### WORK INSTRUCTIONS
Arrange the items below as a two-column CSV with the headers instruction and result, one row per item and none left out: put each item's text under instruction and its answer under result, with each value in a single quoted field and any line breaks replaced by spaces. Leave the pictures out.
··· DATA SHOWN
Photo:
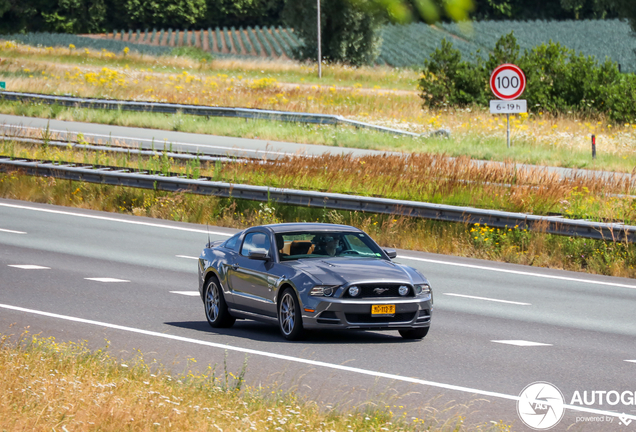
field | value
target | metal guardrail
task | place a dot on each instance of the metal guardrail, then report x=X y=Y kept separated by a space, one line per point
x=134 y=151
x=169 y=108
x=501 y=219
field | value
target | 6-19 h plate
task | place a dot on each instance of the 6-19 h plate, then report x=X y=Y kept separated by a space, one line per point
x=382 y=310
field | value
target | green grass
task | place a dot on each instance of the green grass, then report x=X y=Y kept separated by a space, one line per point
x=476 y=147
x=71 y=387
x=287 y=72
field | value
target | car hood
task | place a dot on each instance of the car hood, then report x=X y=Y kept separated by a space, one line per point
x=341 y=271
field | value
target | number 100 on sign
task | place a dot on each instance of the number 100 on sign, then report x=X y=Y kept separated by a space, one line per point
x=507 y=82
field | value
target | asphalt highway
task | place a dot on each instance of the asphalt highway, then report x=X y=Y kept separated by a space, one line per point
x=86 y=275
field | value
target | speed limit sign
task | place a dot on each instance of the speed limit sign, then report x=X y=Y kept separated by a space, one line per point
x=507 y=82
······
### OUTPUT BELOW
instruction,result
"Photo: field | value target | metal guardrail task | place a dot on each instance of the metal guardrail, then report x=X y=Y kept separated by a space, one line per point","x=134 y=151 x=169 y=108 x=501 y=219"
"field | value target | 6-19 h plate task | place a dot on each instance of the 6-19 h plate, then report x=X y=Y kept separated by a space, one line per point","x=382 y=310"
"field | value target | green grass task | place a dot on each instance of the green grass, then report x=X y=Y kept separated by a space, one line per point","x=476 y=147 x=71 y=387 x=287 y=72"
"field | value target | car hood task | place a dot on each instance of the car hood, then report x=X y=Y kept separated by a space, one line per point","x=341 y=271"
"field | value target | number 100 on sign task | place a dot on each instance of the number 100 on sign, then report x=X y=Y kept separated by a space, one line per point","x=507 y=82"
"field | value target | asphalt highway task | place a dot on each instance of the asphalt highway, then report x=X y=Y kept separated by a space, one line per point","x=86 y=275"
"field | value target | speed limit sign task | place a dot on each instance of the speed limit sign, then report x=X y=Y kept separated by a space, one line per point","x=507 y=82"